_TEXTE CITÉ_.

Dans une opération d’investissement immobilier locatif avec défiscalisation comportant un emprunt dont le remboursement du capital est différé à dix ans, le point de départ de l’action en responsabilité engagée par l’acquéreur contre des professionnels pour manquement à leurs obligations d’information, de conseil ou de mise en garde est le jour où le risque s’est réalisé, soit celui où l’acquéreur a appris qu’il serait dans l’impossibilité de revendre le bien à un prix lui permettant de rembourser le capital emprunté.

Sur proposition d’une société de conseil en gestion de patrimoine, des particuliers ont acquis, le 30 juillet 2009, un appartement en l’état futur d’achèvement, moyennant un prix d’environ 240 000 €. Pour financer cet investissement locatif, un contrat de prêt était souscrit le 24 juin 2009.

Il doit être souligné que cette opération offrait aux acquéreurs de se placer sous un régime fiscal de faveur (défiscalisation « loi Girardin ») leur procurant un crédit d’impôt important, à condition de conserver le bien pendant une certaine période.

Cette précision importe puisque les modalités de remboursement du crédit bancaire se calquaient sur les exigences du dispositif fiscal. En effet, le capital emprunté sur vingt ans n’était amortissable que sur les dix dernières années ce qui devait permettre aux acquéreurs, au terme de la période de conservation, soit de garder l’appartement et de percevoir des revenus locatifs, soit de revendre le bien, les deux hypothèses étant censées assurer le remboursement du prêt.

_DONNÉES ENREGISTRÉES_.
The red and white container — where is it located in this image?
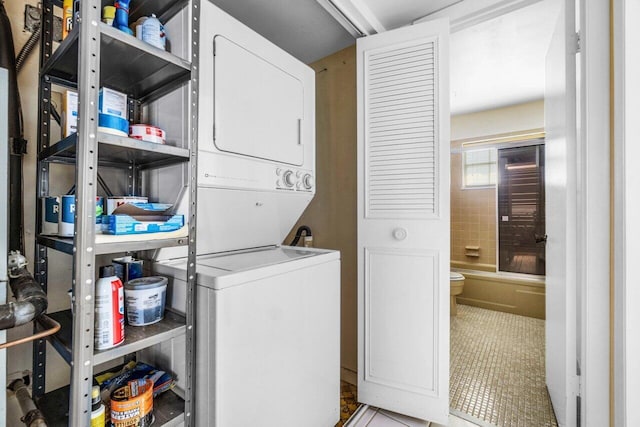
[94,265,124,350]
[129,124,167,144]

...

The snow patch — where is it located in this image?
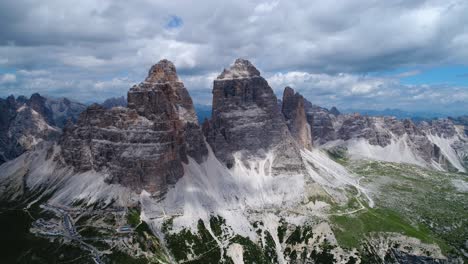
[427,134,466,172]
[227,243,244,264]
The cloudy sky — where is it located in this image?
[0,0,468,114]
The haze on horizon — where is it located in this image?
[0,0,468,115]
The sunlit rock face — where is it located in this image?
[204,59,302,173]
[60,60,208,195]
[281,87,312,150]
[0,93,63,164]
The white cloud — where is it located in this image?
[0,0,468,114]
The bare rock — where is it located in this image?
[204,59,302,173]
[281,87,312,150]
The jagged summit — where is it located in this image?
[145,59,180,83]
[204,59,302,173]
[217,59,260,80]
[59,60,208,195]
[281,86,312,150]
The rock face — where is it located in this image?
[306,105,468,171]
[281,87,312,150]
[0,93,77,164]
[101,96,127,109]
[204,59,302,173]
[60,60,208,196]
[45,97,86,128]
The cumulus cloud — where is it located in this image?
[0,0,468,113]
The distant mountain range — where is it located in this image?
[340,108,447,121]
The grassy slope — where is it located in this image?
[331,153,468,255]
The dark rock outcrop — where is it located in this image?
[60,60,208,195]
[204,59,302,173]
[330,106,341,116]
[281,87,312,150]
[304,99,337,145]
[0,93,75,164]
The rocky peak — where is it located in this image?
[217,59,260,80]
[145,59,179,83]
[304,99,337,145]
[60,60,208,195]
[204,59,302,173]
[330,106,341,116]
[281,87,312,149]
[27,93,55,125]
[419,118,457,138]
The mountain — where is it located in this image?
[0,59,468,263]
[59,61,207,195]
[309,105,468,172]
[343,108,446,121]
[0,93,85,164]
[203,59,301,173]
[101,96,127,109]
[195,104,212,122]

_CONSIGNES DE L'EXERCICE_.
1 – D'après le texte sur l'investissement immobilier locatif, à quelle date les particuliers ont-ils acquis l'appartement ?
2 – Dans le texte sur l'investissement immobilier locatif, reformulez sous forme de liste le paragraphe qui commence par « Cette précision importe » en conservant ses faits principaux.
3 – Rédigez la suite du texte sur l'investissement immobilier locatif, à partir de sa dernière phrase.

_RÉPONSES PAR TÂCHE_.
1 – Le 30 juillet 2009.

2 –
- Le remboursement du crédit bancaire suivait les exigences du dispositif fiscal.
- Le capital, emprunté sur vingt ans, n'était amortissable que sur les dix dernières années.
- Au terme de la période de conservation, les acquéreurs pouvaient soit garder l'appartement et percevoir des revenus locatifs, soit revendre le bien.
- Les deux hypothèses étaient censées assurer le remboursement du prêt.

3 –
Le bien a été achevé et livré en 2010 et, dès 2011, les acquéreurs subissaient leurs premières déconvenues en constatant que le rendement locatif n’était pas celui qu’ils escomptaient (logement vacant, loyers en baisse).

Le 14 septembre 2012, une agence tierce avisait les acquéreurs d’un risque de perte de valeur dudit bien, à concurrence de 30 % par rapport au prix d’achat. Risque confirmé le 18 juillet 2016, date à laquelle les acquéreurs étaient rendus destinataires d’une estimation chiffrant entre 80 000 € et 90 000 € la valeur du bien (soit une perte de valeur d’environ 65 %).

Comprenant que tant leur rente locative que leur faculté de revente étaient compromises, les acquéreurs ont, les 12, 16 et 17 janvier 2017, assigné l’établissement bancaire et la société de gestion de patrimoine pour manquement à leur devoir d’information, de conseil et de mise en garde, leur reprochant notamment d’avoir surévalué le bien et la rentabilité de l’opération.

Suivant jugement rendu le 18 juin 2020, le Tribunal judiciaire de Paris a déclaré irrecevable, car prescrite, l’action des acquéreurs et condamné ces derniers au paiement de diverses sommes sur le fondement de l’article 700 du code de procédure civile.

Les acquéreurs en relevaient appel de cette décision le 30 juillet suivant, sans davantage de succès.

Par un arrêt du 6 décembre 2021, la Cour d’appel de Paris déboutait de nouveau les acquéreurs, jugeant également que leur action était prescrite et les condamnant derechef sur le fondement de l’article 700 du code de procédure civile.

Doublement déboutés, sans débat sur le fond, et redevables de plus de 10 000 € au titre des frais de procédure, les acquéreurs ont formé un pourvoi en cassation.

Bref rappel sur le point de départ du délai de prescription

Comme en dispose l’article 2224 du code civil, le délai de prescription de droit commun est de « cinq ans à compter du jour où le titulaire d’un droit a connu ou aurait dû connaître les faits lui permettant de l’exercer ».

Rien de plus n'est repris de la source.